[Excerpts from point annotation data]
[start]
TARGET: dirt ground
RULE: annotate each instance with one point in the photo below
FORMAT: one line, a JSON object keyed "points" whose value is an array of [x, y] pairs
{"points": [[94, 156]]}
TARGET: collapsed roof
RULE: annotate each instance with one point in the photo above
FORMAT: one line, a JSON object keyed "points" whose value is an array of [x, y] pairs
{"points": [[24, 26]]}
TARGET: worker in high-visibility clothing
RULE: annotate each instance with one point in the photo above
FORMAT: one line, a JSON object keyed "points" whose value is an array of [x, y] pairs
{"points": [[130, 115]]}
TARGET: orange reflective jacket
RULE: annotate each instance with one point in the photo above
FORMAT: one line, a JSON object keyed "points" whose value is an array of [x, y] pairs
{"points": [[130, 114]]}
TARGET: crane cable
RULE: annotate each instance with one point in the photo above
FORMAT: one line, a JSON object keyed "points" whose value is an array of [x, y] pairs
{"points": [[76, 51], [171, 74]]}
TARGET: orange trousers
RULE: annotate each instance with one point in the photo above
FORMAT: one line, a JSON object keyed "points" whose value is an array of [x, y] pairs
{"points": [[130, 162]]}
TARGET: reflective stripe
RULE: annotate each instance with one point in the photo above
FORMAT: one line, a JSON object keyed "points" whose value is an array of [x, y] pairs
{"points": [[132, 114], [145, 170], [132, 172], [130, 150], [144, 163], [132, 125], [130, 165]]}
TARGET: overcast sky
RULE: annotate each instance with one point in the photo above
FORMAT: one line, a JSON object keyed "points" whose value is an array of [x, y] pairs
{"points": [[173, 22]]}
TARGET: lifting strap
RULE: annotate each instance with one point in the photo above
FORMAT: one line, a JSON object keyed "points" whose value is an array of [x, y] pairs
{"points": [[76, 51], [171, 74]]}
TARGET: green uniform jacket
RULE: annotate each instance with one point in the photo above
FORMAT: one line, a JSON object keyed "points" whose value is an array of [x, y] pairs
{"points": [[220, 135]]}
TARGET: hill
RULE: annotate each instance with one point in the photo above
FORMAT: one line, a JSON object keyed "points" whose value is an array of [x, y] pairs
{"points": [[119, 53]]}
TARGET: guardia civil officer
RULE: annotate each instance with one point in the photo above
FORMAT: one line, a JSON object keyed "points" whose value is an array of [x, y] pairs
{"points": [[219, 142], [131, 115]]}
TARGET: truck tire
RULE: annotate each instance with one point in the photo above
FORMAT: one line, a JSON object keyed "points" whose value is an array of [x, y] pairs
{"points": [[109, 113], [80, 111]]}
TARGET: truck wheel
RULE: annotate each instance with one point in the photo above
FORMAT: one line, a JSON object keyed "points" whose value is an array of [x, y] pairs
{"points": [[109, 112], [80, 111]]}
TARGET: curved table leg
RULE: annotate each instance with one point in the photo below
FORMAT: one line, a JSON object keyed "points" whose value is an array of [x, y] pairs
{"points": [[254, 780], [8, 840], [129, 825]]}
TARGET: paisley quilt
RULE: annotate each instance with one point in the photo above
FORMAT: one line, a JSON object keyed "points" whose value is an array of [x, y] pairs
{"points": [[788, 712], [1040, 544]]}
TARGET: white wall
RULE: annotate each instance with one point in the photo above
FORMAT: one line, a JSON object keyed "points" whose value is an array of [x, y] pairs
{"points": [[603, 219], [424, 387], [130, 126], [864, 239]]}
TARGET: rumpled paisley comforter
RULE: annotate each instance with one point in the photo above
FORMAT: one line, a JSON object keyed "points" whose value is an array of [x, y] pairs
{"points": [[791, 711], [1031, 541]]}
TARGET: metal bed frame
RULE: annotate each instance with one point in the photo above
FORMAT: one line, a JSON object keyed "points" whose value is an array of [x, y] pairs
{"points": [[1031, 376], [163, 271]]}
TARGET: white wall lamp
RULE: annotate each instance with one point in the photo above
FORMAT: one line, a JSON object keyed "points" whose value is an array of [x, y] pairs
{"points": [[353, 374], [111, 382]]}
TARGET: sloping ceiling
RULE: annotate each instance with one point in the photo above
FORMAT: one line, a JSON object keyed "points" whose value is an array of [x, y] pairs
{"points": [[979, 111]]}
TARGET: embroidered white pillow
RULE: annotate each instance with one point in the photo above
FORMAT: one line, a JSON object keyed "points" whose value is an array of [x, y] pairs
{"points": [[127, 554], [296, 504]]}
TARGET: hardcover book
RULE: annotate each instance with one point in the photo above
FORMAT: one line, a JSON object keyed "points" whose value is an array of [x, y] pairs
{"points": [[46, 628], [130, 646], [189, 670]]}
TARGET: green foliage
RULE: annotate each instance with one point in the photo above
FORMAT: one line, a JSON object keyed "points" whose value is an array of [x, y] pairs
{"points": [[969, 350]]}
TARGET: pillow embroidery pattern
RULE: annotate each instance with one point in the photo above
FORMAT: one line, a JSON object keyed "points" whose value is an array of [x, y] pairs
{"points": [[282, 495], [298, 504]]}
[end]
■ Task prompt:
The data above must be returned in full, exactly as written.

■ Response to the task:
TARGET: dirt ground
RULE: annotate each instance with one point in the photo below
FORMAT: one line, a JSON object keyed "points" whose value is an array of [x, y] pairs
{"points": [[94, 156]]}
TARGET: collapsed roof
RULE: annotate each instance with one point in the photo above
FORMAT: one line, a JSON object keyed "points" whose value is an array of [x, y] pairs
{"points": [[24, 26]]}
TARGET: worker in high-visibility clothing
RULE: annotate each instance with one point in the photo above
FORMAT: one line, a JSON object keyed "points" whose value is an array of [x, y] pairs
{"points": [[130, 115]]}
TARGET: orange reflective jacket
RULE: annotate each instance with one point in the photo above
FORMAT: one line, a JSON object keyed "points" whose value is an array of [x, y] pairs
{"points": [[130, 114]]}
TARGET: crane cable
RULE: annotate each instance with one point in the photo above
FORMAT: one line, a JSON object keyed "points" whose value is an array of [x, y] pairs
{"points": [[76, 51], [171, 74]]}
TARGET: orange trousers
RULE: annotate each instance with one point in the photo above
FORMAT: one line, a JSON object keyed "points" whose value is an array of [x, y] pairs
{"points": [[130, 162]]}
TARGET: reflective stripe
RULE: annotate each instance with one point in the photo above
FORMAT: one line, a JSON object keyed "points" whose value is an array of [x, y] pairs
{"points": [[132, 114], [145, 170], [132, 172], [130, 150], [144, 163], [132, 125], [130, 165]]}
TARGET: overcast sky
RULE: annotate each instance with one point in the photo above
FORMAT: one line, a JSON object keyed "points" whose value is an array of [x, y] pairs
{"points": [[173, 22]]}
TARGET: lifting strap
RULE: annotate each instance with one point in the photo above
FORMAT: one line, a JSON object keyed "points" whose value is an array of [x, y] pairs
{"points": [[76, 51], [171, 74]]}
TARGET: green uniform jacket
RULE: annotate each instance with one point in the photo above
FORMAT: one line, a JSON object keyed "points" whose value is an array of [x, y] pairs
{"points": [[220, 135]]}
TARGET: hill
RULE: annotate each instance with one point in the photo above
FORMAT: one line, a JSON object keyed "points" whose value is an array of [x, y] pairs
{"points": [[119, 53]]}
TARGET: guardia civil officer
RULE: annotate each instance with one point in the photo above
FORMAT: one line, a JSON object keyed "points" whose value is an array of [x, y] pairs
{"points": [[219, 142], [131, 115]]}
TARGET: truck tire
RULE: annotate each instance with one point in the photo above
FORMAT: one line, a JSON object keyed "points" whose value is an array of [x, y] pairs
{"points": [[109, 113], [80, 111]]}
TARGET: truck wheel
RULE: annotate each instance with one point in the photo above
FORMAT: one line, a JSON object keyed "points" whose value is an array of [x, y] pairs
{"points": [[109, 112], [80, 111]]}
TARGET: curved table leg
RULE: annotate each instance with one point in the photo below
FORMAT: one line, a JSON object keyed "points" whose value is an array of [x, y] pairs
{"points": [[254, 780], [8, 840], [129, 825]]}
TARGET: paisley quilt
RULE: annotate each instance with one point in the photo above
FORMAT: one line, a JSON object keyed "points" whose value is an array of [x, y] pairs
{"points": [[788, 712], [1040, 544]]}
TARGET: white wall
RULE: annotate each instance with one point in the photo above
FORMAT: one line, a JSON object keyed "points" whose value is an array of [x, y] pairs
{"points": [[603, 219], [424, 387], [130, 126], [864, 239]]}
TARGET: rumpled paisley comforter
RULE: annotate each instance with one point in the photo above
FORMAT: one line, a JSON object keyed "points" whose value is an array of [x, y] pairs
{"points": [[791, 711], [1031, 541]]}
TARGET: metal bed frame
RULE: annotate each instance with one point in the photo above
FORMAT: one line, a JSON object keyed "points" whose value is an array of [x, y] pairs
{"points": [[1031, 376], [163, 271]]}
TARGET: white wall lamp
RULE: annotate each instance with one point in the photo above
FORMAT: one line, a JSON object keyed "points" whose value is an array of [x, y] pairs
{"points": [[353, 374], [111, 382]]}
TARGET: sloping ceiling
RULE: annotate each instance with one point in the photo above
FORMAT: one line, a JSON object keyed "points" whose value is an array of [x, y] pairs
{"points": [[979, 111]]}
TARGET: embroidered white pillow
RULE: annotate each instance with one point in the photo above
FORMAT: one line, a JSON object keyed "points" whose value is an array of [x, y] pairs
{"points": [[127, 554], [296, 504]]}
TARGET: hardcover book
RULE: annotate each instance with one point in the photo above
FORMAT: one line, a JSON object keyed "points" whose value is an array of [x, y] pairs
{"points": [[46, 628], [130, 646], [189, 670]]}
TARGET: green foliage
RULE: annotate each instance with one point in the photo above
FORMAT: one line, a JSON object keyed "points" whose value is an array of [x, y] pairs
{"points": [[969, 350]]}
TARGET: pillow embroidery pattern
RULE: annotate each instance with one point in the photo above
FORMAT: one line, a JSON object keyed "points" whose value is an array of [x, y] pairs
{"points": [[282, 495], [298, 504]]}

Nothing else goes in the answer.